● Tasks for this exercise:
1 – Copy word for word the stretch of the article on Tymoshenko's imprisonment from "The U.S. and" through "to release her.".
2 – Decide whether each statement below agrees with the article on Tymoshenko's imprisonment: (a) Tymoshenko was sentenced to seven years in jail; (b) the Ukrainian parliament voted to downgrade Tymoshenko's conviction to a misdemeanor; (c) Tymoshenko received 45.47 percent of the votes in last year's presidential race. For each, answer yes or no and quote the deciding words of the article.

● Extracted text:

Human rights ombudsman Nina Karpacheva said she visited Tymoshenko in her prison cell on Sunday night and said she was surprised to discover her in bad health, unable to move from her bed to talk with her. According to Tymoshenko's lawyer, Serhiy Vlasenko, the former prime minister has been suffering from severe back pain.
Her condition is extremely serious. She could not get out of bed when talking to me, Karpacheva said in comments released by her office. She needs to be examined and treated outside of prison.
Last month, Tymoshenko, 50, was convicted of abusing her powers while negotiating a natural gas import contract in Russia in 2009 and sentenced to seven years in jail.
The U.S. and the EU have condemned the ruling, alleging that the conviction is a ploy to keep the top opposition leader behind bars in order to keep her from elections; Yanukovych adamantly refuses to release her.
Tymoshenko is relying on getting her verdict overturned by the European Court of Human Rights, but Vlasenko has said the process could take 10 months, or longer, for the Strasbourg court to make a ruling in the case.
On Nov. 15, the Ukrainian parliament rejected a move to downgrade Tymoshenko's abuse-of-power conviction to a misdemeanor charge that would see her release, maintaining that the former prime minister overstepped her powers when she negotiated the Russia gas contract, which, ultimately, was deemed harmful for the Ukrainian economy.
Tymoshenko insists that the legal woes are a political lynching by her foe, Yanukovych, who wants to rid himself of a political rival. Last year, Tymoshenko lost to Yanukovych in a bitter battle for the presidency, garnering 45.47 percent of the votes.

● Record list:
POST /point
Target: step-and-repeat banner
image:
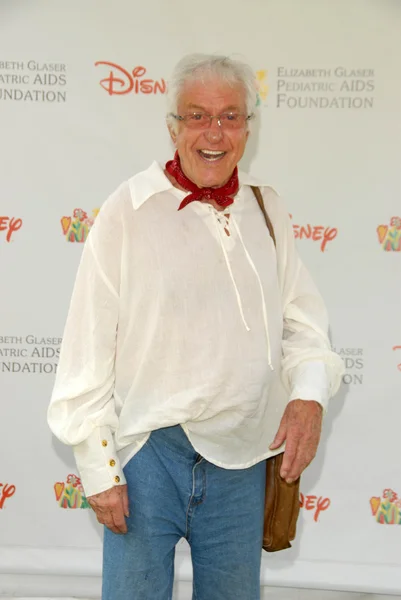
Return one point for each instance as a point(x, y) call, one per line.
point(82, 107)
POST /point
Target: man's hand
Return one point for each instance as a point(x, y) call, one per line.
point(300, 427)
point(111, 508)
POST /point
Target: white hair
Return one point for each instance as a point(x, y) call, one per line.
point(203, 67)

● Written answers:
1 –
The U.S. and the EU have condemned the ruling, alleging that the conviction is a ploy to keep the top opposition leader behind bars in order to keep her from elections; Yanukovych adamantly refuses to release her.

2 –
(a) Yes: "sentenced to seven years in jail."
(b) No: "the Ukrainian parliament rejected a move to downgrade Tymoshenko's abuse-of-power conviction to a misdemeanor charge"
(c) Yes: "Last year, Tymoshenko lost to Yanukovych in a bitter battle for the presidency, garnering 45.47 percent of the votes."